◆ YOUR GOAL
Your task is to copy every line of this material exactly.

◆ TASK DATA
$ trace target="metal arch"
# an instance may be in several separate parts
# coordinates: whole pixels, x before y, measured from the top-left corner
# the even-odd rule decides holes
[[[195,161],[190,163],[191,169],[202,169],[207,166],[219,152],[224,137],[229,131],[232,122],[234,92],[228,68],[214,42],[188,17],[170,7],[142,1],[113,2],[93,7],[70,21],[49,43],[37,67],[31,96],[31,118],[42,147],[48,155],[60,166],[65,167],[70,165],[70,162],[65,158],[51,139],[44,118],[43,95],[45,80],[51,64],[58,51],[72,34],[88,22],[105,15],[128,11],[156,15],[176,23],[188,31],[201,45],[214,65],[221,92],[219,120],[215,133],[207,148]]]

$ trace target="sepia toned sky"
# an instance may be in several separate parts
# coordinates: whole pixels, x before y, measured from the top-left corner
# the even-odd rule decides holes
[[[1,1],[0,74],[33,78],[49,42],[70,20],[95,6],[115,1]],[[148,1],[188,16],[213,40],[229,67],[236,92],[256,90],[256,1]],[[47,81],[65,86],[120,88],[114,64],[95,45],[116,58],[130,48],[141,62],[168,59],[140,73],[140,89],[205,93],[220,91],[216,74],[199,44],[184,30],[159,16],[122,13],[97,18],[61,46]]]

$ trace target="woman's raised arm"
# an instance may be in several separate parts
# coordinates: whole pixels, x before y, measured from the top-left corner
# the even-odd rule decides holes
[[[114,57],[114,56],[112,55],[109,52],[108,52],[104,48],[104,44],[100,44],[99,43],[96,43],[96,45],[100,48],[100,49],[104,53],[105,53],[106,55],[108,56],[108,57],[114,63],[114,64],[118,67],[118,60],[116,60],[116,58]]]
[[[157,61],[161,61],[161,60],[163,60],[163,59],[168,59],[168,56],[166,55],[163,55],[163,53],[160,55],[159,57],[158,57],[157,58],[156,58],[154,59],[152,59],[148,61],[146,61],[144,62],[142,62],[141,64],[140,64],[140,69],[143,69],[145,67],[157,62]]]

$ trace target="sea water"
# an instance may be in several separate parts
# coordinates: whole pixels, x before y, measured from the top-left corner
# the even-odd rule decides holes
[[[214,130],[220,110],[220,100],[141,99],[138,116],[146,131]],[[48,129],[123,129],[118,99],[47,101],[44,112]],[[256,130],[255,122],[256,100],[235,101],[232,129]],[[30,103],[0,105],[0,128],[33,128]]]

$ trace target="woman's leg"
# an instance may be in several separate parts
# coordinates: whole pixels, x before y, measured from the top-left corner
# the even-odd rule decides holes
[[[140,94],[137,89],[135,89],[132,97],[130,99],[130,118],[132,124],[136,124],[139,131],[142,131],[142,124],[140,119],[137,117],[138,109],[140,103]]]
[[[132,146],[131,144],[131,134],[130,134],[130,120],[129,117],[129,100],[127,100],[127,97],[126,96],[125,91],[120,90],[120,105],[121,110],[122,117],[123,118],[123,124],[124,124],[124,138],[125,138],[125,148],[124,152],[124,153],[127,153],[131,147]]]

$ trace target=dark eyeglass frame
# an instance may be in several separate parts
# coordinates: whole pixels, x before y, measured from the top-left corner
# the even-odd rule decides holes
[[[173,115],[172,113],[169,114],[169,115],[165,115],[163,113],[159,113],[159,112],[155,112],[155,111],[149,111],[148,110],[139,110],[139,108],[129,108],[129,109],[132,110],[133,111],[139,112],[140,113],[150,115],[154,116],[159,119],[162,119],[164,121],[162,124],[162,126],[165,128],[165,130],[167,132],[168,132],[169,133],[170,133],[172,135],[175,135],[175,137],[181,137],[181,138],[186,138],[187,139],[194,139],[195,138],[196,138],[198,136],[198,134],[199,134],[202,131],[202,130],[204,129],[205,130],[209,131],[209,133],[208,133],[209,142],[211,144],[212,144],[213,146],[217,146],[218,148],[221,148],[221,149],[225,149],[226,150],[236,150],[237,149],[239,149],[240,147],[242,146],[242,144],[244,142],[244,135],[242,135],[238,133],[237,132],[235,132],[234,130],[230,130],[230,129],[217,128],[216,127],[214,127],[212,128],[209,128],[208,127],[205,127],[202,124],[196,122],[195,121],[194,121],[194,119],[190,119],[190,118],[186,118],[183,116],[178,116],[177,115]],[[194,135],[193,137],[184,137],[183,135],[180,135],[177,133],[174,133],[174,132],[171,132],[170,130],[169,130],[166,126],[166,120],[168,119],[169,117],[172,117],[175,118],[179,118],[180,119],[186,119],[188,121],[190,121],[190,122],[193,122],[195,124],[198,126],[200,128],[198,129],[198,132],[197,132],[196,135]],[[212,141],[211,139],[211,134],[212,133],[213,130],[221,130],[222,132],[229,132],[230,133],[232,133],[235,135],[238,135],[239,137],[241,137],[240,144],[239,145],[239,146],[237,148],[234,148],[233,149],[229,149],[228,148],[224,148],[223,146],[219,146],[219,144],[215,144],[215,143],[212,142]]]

◆ WRITTEN REPLY
$ trace target="metal arch"
# an instance may be in several separate parts
# coordinates: whole pixels, x before y, measured from the top-left corner
# the even-odd rule decides holes
[[[195,161],[190,163],[191,169],[202,169],[207,166],[219,152],[224,137],[229,131],[232,122],[234,92],[228,68],[214,42],[188,17],[170,7],[142,1],[113,2],[93,7],[70,21],[49,43],[37,67],[31,96],[31,118],[42,147],[48,155],[60,166],[65,167],[70,165],[70,162],[65,158],[51,139],[44,118],[43,95],[45,80],[51,64],[58,51],[72,34],[88,22],[105,15],[128,11],[156,15],[176,23],[188,31],[201,45],[214,65],[221,92],[219,120],[215,133],[207,148]]]

$ trace target="sepia toned sky"
# an instance may be in several separate parts
# coordinates: whole pixels, x before y, measured from the top-left corner
# the even-odd rule decides holes
[[[1,1],[0,74],[33,78],[49,42],[70,20],[95,6],[115,1]],[[148,1],[188,16],[213,40],[229,67],[236,92],[256,90],[256,1]],[[47,81],[65,86],[120,88],[114,64],[95,45],[116,58],[130,48],[141,62],[168,59],[140,73],[140,89],[205,93],[220,91],[216,74],[199,44],[184,30],[159,16],[122,13],[97,18],[61,46]]]

$ trace target="woman's raised arm"
# an instance may be in several separate parts
# coordinates: whole pixels, x before y, measured from the top-left corner
# the even-odd rule decides holes
[[[114,57],[114,56],[112,55],[109,52],[108,52],[104,48],[104,44],[100,44],[99,43],[96,43],[96,45],[100,48],[100,49],[104,53],[105,53],[106,55],[108,56],[108,57],[114,63],[114,64],[118,67],[118,60],[116,60],[116,58]]]
[[[157,61],[161,61],[161,60],[163,60],[163,59],[168,59],[168,56],[166,55],[163,55],[163,53],[160,55],[159,57],[158,57],[157,58],[156,58],[154,59],[152,59],[148,61],[146,61],[144,62],[142,62],[141,64],[140,64],[140,69],[143,69],[145,67],[157,62]]]

$ trace target="sea water"
# an instance may be in several separate parts
# coordinates: whole pixels, x before y, measured from the top-left corner
# the even-odd rule decides holes
[[[214,130],[220,110],[220,100],[141,99],[138,116],[146,131]],[[48,129],[123,129],[118,99],[47,101],[44,112]],[[256,130],[255,122],[256,100],[235,101],[232,129]],[[30,103],[0,105],[0,128],[33,128]]]

$ trace target="woman's leg"
# an instance may be in several separate parts
# coordinates: whole pixels, x before y, measured from the top-left corner
# the even-odd rule decides holes
[[[140,94],[137,89],[135,89],[132,97],[130,99],[130,118],[132,124],[136,124],[139,131],[142,131],[142,124],[140,119],[137,117],[138,109],[140,103]]]
[[[132,146],[131,144],[131,134],[130,134],[130,120],[129,117],[129,100],[127,100],[127,97],[126,96],[125,91],[120,90],[120,105],[121,110],[122,117],[123,118],[123,124],[124,124],[124,138],[125,138],[125,148],[124,152],[124,153],[127,153],[131,147]]]

$ trace target=dark eyeglass frame
# an instance may be in several separate parts
# coordinates: whole pixels, x before y, measured from the top-left corner
# the even-odd rule decides holes
[[[173,115],[172,113],[169,114],[169,115],[165,115],[163,113],[159,113],[159,112],[155,112],[155,111],[149,111],[148,110],[139,110],[139,108],[129,108],[129,109],[132,110],[133,111],[139,112],[140,113],[150,115],[154,116],[159,119],[162,119],[164,121],[162,124],[162,126],[165,128],[165,130],[167,132],[168,132],[169,133],[170,133],[172,135],[175,135],[175,137],[181,137],[181,138],[186,138],[187,139],[194,139],[195,138],[196,138],[198,136],[198,134],[199,134],[202,131],[202,130],[204,129],[205,130],[209,131],[209,133],[208,133],[209,142],[211,144],[212,144],[213,146],[217,146],[218,148],[221,148],[221,149],[225,149],[226,150],[236,150],[237,149],[239,149],[240,147],[242,146],[242,144],[244,142],[244,135],[242,135],[238,133],[237,132],[235,132],[234,130],[230,130],[230,129],[217,128],[216,127],[214,127],[212,128],[209,128],[208,127],[205,127],[202,124],[196,122],[195,121],[194,121],[194,119],[190,119],[190,118],[186,118],[183,116],[178,116],[177,115]],[[194,135],[193,137],[184,137],[183,135],[180,135],[177,133],[174,133],[174,132],[171,132],[170,130],[169,130],[166,126],[166,120],[168,119],[169,117],[172,117],[175,118],[179,118],[180,119],[186,119],[188,121],[190,121],[190,122],[193,122],[195,124],[198,126],[200,128],[198,129],[198,132],[197,132],[196,135]],[[212,141],[211,139],[211,134],[212,133],[213,130],[221,130],[222,132],[229,132],[230,133],[232,133],[235,135],[238,135],[239,137],[241,137],[240,144],[239,145],[239,146],[237,148],[234,148],[233,149],[229,149],[228,148],[224,148],[223,146],[219,146],[219,144],[215,144],[215,143],[212,142]]]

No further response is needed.